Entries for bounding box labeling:
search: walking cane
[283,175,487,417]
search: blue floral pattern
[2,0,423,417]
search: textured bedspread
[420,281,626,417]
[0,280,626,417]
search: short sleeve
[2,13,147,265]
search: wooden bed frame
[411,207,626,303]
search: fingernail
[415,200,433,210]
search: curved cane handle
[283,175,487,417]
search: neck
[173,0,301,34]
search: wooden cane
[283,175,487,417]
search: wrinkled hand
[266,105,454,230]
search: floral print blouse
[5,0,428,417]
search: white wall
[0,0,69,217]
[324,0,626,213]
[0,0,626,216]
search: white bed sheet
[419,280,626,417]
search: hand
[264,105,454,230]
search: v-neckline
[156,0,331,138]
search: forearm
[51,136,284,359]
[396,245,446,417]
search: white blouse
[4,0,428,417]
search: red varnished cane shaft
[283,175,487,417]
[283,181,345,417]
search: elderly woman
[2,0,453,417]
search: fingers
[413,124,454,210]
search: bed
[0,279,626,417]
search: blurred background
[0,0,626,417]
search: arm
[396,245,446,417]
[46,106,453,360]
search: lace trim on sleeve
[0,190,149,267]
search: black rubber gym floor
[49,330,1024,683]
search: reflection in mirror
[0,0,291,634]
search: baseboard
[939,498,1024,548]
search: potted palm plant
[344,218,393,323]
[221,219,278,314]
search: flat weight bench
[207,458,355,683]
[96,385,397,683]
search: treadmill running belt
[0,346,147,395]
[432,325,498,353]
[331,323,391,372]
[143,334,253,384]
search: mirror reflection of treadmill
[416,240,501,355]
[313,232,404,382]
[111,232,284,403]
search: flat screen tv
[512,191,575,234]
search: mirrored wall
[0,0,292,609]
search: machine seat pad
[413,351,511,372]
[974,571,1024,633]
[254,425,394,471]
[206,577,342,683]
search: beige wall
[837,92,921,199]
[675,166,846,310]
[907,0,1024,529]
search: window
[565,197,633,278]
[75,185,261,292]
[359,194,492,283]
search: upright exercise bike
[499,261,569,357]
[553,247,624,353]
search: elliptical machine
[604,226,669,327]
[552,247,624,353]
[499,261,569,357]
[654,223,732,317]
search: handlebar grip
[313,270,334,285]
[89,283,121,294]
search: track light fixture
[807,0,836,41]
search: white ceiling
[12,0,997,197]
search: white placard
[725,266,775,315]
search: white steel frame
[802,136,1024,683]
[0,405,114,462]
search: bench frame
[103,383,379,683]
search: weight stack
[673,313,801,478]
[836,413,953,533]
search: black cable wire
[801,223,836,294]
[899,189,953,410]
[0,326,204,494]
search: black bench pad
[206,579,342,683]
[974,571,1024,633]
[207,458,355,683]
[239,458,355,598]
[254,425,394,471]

■ Set problem:
Write out again the rows from the line holding "search: flat screen tv" through the end of the rows, inclusive, keeping the search lines and shifting every bounding box coordinate up by 34.

■ Correct output:
search: flat screen tv
[546,225,609,268]
search: mirrored wall
[34,34,326,643]
search: machine seat pad
[447,385,545,406]
[1008,605,1058,667]
[288,459,428,505]
[240,611,376,717]
search: beige wall
[871,126,955,233]
[709,200,880,344]
[941,34,1058,563]
search: window
[599,231,667,312]
[109,219,295,326]
[393,228,526,317]
search: upright exercise bike
[533,295,603,391]
[587,281,658,387]
search: elliptical machine
[638,260,703,361]
[586,281,658,387]
[533,295,603,391]
[688,257,766,351]
search: handlebar grip
[347,304,368,319]
[123,317,155,328]
search: track light fixture
[841,34,870,75]
search: white ceiling
[46,34,1031,231]
search: white placard
[759,300,809,349]
search: white steel frame
[836,170,1058,717]
[34,439,148,496]
search: bench frame
[137,417,413,717]
search: weight stack
[707,347,835,512]
[870,447,987,567]
search: black cable wire
[835,257,870,328]
[933,223,987,444]
[34,360,238,528]
search: black bench pad
[240,613,376,717]
[1008,605,1058,667]
[241,492,389,717]
[273,492,389,632]
[288,459,428,505]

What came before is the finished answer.